## PROBLEM
Repeat the data below in full. Pictures must not be part of the copy.

(Image-grounded pointing data)
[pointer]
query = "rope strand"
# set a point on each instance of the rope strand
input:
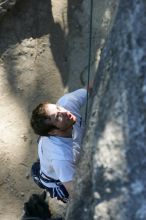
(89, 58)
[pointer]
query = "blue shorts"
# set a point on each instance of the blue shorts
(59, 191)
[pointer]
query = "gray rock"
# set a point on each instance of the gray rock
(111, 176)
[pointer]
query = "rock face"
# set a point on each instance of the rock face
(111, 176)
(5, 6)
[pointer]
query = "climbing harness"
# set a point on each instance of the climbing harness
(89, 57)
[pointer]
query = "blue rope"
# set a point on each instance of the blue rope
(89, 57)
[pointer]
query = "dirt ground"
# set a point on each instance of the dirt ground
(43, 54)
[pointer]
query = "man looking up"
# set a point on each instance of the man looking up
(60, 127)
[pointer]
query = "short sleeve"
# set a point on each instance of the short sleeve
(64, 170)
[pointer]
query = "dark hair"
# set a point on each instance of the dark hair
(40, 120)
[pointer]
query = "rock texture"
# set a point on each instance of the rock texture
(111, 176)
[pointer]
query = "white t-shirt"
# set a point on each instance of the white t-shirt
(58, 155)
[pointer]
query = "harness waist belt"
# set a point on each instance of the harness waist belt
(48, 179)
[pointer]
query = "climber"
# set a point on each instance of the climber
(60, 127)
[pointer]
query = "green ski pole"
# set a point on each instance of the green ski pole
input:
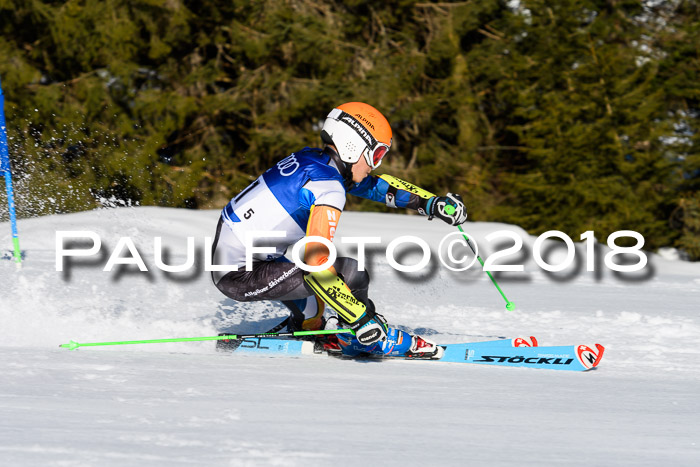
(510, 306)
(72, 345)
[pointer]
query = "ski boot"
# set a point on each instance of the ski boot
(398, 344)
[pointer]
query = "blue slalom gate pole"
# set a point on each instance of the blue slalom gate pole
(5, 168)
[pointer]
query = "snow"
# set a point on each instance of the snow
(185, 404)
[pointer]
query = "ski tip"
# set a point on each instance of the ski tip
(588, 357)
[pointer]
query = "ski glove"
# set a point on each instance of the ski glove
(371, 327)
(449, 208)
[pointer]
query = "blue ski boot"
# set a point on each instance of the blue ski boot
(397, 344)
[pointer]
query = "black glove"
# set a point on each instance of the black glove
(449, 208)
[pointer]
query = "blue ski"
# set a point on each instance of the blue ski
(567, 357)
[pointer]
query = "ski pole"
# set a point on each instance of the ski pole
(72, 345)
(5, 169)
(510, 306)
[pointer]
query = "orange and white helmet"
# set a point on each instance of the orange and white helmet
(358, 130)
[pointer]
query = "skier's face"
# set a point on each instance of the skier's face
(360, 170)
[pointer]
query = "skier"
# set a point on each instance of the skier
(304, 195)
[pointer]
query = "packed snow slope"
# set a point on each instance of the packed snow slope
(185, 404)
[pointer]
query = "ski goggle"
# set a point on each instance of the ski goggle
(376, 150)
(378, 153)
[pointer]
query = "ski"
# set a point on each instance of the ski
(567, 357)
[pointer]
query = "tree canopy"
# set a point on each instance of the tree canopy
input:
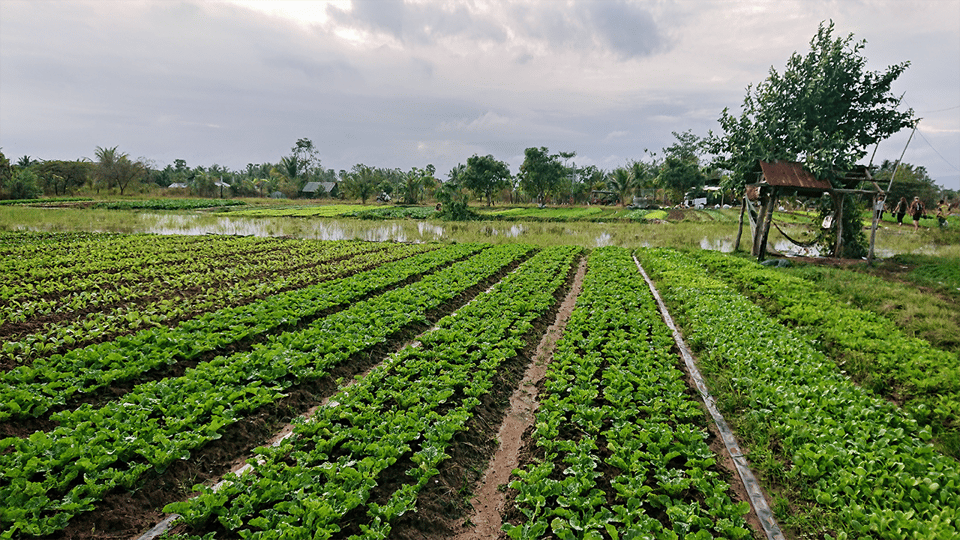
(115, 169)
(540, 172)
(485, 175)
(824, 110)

## SOLUTION TO THE PROBLEM
[pointer]
query = "rope strand"
# set a point on each instance of the rope strand
input:
(89, 58)
[pointer]
query = "blue shorts"
# set a point on each instance of the blue shorts
(59, 191)
[pointer]
query = "gray rock"
# set a point on each instance of the gray rock
(111, 176)
[pointer]
query = "rock face"
# set a point on each instance of the rock face
(111, 176)
(5, 6)
[pointer]
query = "climbing harness"
# set a point on each instance of the climbing harness
(89, 57)
[pointer]
query = "blue rope"
# set a point on each instance of the blue rope
(89, 57)
[pointer]
query = "dirt ground"
# set a point on each instance of the dirt ground
(43, 54)
[pointer]
query = "man looking up"
# set a point on each instance of the man looking up
(60, 127)
[pointer]
query = "short sleeve"
# set a point on each instance of the short sleeve
(64, 170)
[pointer]
query = "dark hair"
# set a point on each instance of the dark hair
(40, 120)
[pointer]
query = "rock texture"
# set a point on each instance of the rock texture
(111, 176)
[pointer]
query = "white t-shirt"
# set a point on each instance of the white t-shirt
(58, 155)
[pointer]
query = "harness waist belt"
# set a point on each instance of the harness waist belt
(48, 179)
[pointer]
query = "climber"
# set a point on each instance of the climber
(60, 127)
[pointer]
query = "green ski pole"
# set a point on each instance of the green ski pole
input:
(510, 306)
(72, 345)
[pointer]
query = "ski boot"
# set a point on each instance of the ski boot
(398, 344)
[pointer]
query = "blue slalom gate pole"
# set a point on each instance of the blue slalom gate pole
(5, 168)
[pointer]
query = "snow"
# set a point on each instance of the snow
(185, 404)
[pointer]
query = "ski tip"
# set a point on each instance of the ski tip
(588, 357)
[pointer]
query = "ski glove"
# set a point on each instance of the ski glove
(371, 327)
(449, 208)
[pointer]
query = "blue ski boot"
# set a point on each instance of the blue ski boot
(397, 344)
[pointer]
query = "black glove"
# set a point on each instance of the black glove
(449, 208)
[pointer]
query = "blue ski"
# set a point on each instance of the blue ski
(567, 357)
[pointer]
query = "ski pole"
# set a point on each instance of the ski pole
(72, 345)
(5, 169)
(510, 306)
[pointer]
query = "orange and white helmet"
# set a point on each instance of the orange and white helmet
(358, 130)
[pointer]
query = "skier's face"
# set a point on each instance of the skier's face
(360, 170)
[pointer]
query = "skier"
# set a point on each instance of the skier
(304, 195)
[pointer]
query = "packed snow slope"
# set a point on each instance of the packed snow slope
(185, 404)
[pointer]
query = "ski goggle"
# set a point on each instance of the ski goggle
(376, 150)
(378, 153)
[pointer]
query = "ski"
# set a point on each instance of the ski
(567, 357)
[pointer]
query = "tree canopy"
# set a point on each instance of the tree canopy
input:
(115, 169)
(540, 172)
(485, 175)
(824, 110)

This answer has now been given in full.